_Provided text_
Just to reiterate in a nutshell: Polar bears have survived the Holocene Optimum, Roman warm period and Medieval warm period and I indicated that today they are thriving; which makes the statement –
quite suspect.
http://wattsupwiththat.files.wordpress.com/2009/09/polar-bear-numbers.jpg
http://www.telegraph.co.uk/news/worldnews/1545036/Polar-bears-thriving-as-the-Arctic-warms-up.html
Just wait to they find the “jawbone of an ass” to slay all you denialists!
;~p
“Climate change has been, and will always be a primary driver of evolutionary change. Witness the development of hominids for example.”
This statement is not correct. Climate change is not a primary driver. Evolutionary change has more to do with adaptability through hybrid vigour to the boundaries (for the species) of a stable, or very slowly changing, climate. It is more about niche exploitation in a micro-environment than a macro-environment defined by climate change.
Hominids developed through processes of competitive exclusion and grossly, reproductive isolation, rather than climate change. Most of the reproductive isolation was geographically driven originally, but ultimately became statistically cultural for the major races.
Living through a visit from my mother-in-law two years ago doesn’t mean that I am resilient to her visiting now.
Maybe that will fly.
Yeah, when the antarctic ice sheet melts!
Darwin stated that he thought that whales had evolved from bears that had returned to the ocean. The latest genetic evidence would suggest that that is at least partially correct.
You have to ask yourself, could all that land-based CO2 returning to the ocean have caused an ice age? I’ll need a £50M grant, tenure and three research students to prove it.
Talking of resilience:
Polar bear swims 200 miles!

_Source material_

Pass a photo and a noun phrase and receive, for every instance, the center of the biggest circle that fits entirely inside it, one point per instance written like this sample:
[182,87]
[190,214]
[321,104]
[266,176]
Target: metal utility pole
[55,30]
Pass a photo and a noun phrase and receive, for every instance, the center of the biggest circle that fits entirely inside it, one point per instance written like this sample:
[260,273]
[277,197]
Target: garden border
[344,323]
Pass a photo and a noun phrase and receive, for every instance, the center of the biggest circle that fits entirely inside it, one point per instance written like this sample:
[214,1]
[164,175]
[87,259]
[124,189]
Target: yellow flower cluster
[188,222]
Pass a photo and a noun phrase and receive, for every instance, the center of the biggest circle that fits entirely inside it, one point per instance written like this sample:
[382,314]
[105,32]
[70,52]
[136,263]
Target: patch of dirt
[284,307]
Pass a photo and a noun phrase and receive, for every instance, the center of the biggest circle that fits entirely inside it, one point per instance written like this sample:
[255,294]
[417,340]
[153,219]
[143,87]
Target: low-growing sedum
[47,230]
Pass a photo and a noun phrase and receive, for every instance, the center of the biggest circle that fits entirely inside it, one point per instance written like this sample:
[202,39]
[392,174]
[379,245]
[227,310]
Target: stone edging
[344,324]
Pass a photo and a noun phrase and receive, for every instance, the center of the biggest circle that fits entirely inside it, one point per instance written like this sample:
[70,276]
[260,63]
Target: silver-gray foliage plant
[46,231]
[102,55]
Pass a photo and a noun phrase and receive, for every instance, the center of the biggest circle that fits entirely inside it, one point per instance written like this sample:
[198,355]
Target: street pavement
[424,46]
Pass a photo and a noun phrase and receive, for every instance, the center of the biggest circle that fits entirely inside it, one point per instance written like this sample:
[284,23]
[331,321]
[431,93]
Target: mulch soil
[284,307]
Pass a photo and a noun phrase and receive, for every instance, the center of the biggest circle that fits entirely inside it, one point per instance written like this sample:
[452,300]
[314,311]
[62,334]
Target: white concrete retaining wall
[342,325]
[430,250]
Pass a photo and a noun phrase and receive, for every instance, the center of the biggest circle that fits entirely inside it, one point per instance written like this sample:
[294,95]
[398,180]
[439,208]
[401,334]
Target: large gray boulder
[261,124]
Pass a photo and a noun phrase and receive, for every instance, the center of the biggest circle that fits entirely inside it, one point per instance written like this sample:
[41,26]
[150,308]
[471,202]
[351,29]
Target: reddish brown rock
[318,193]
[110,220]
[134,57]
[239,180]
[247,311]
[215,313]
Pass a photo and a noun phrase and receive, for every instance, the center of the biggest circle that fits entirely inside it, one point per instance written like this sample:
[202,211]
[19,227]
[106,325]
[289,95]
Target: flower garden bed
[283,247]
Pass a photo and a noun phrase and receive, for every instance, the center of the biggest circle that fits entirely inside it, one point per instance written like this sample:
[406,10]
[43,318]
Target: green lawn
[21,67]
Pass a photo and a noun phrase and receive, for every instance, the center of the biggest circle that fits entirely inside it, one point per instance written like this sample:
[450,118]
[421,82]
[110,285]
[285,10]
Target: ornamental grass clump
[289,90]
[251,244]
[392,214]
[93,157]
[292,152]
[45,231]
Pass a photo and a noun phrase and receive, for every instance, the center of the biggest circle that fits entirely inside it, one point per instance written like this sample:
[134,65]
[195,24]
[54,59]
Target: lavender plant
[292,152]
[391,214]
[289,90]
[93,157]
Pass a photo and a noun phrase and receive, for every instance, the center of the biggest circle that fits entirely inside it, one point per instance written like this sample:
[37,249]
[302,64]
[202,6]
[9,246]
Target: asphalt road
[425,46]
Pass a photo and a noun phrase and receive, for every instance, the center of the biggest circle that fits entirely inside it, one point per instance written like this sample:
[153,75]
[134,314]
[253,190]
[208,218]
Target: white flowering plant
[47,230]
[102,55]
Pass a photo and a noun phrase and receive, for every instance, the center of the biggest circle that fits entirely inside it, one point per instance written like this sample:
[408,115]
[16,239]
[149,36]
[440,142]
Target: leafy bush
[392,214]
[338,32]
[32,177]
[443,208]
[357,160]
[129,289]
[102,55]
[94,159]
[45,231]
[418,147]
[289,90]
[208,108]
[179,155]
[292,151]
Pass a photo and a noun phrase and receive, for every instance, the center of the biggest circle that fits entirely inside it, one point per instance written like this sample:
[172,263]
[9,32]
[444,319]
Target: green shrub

_What is being asked_
Can you write out, word for word, the part of the polar bear comments that opens with the words containing "Hominids developed through" and closes with "her visiting now."? Rely only on the polar bear comments, not on the records.

_Problem solution_
Hominids developed through processes of competitive exclusion and grossly, reproductive isolation, rather than climate change. Most of the reproductive isolation was geographically driven originally, but ultimately became statistically cultural for the major races.
Living through a visit from my mother-in-law two years ago doesn’t mean that I am resilient to her visiting now.